Dataset records:
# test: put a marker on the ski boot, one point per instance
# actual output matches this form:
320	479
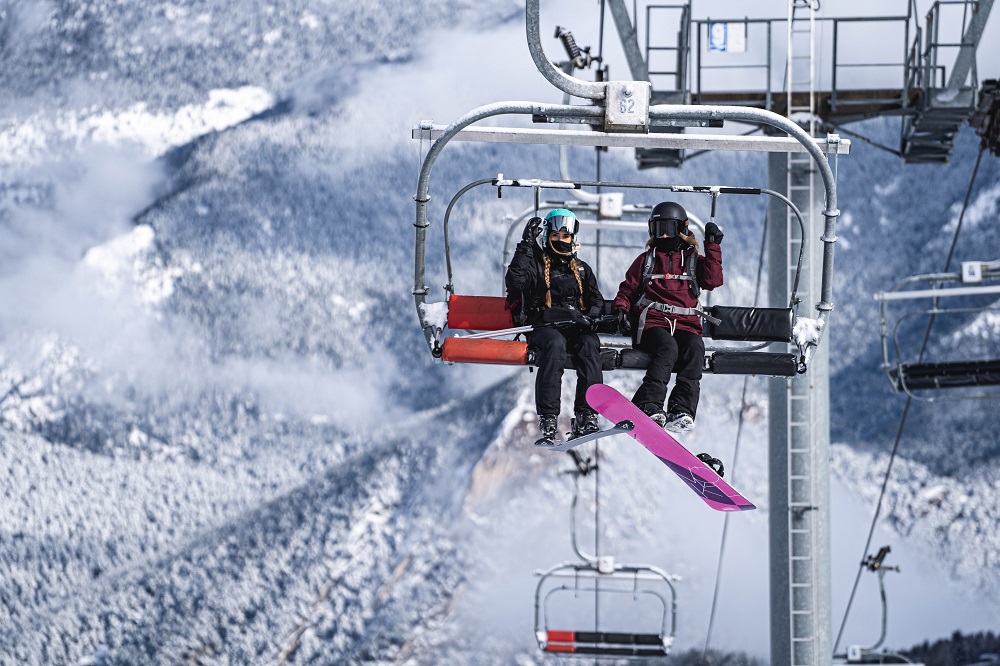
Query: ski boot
585	423
548	426
714	463
679	422
658	416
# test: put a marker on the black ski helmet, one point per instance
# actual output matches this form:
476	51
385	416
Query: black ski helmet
667	217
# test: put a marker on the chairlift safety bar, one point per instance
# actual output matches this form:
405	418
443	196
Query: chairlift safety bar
768	144
936	293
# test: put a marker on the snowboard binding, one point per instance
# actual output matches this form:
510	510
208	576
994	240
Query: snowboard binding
713	463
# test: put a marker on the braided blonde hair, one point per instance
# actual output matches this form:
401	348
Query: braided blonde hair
574	267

Assigned task: Beginning with the line that has "Query: chairlift safety bar", set down every line of the entries above through the final one, unchanged.

Response area:
Query: chairlift safety bar
768	144
936	293
# test: put a marker on the snowboard binding, one point per instance
# actual output matches this form:
510	510
208	576
994	240
Query: snowboard binding
713	463
# test: put a marker on the braided blonde hair, one point per instance
# actual output matches this form:
401	348
Query: braided blonde hair
574	267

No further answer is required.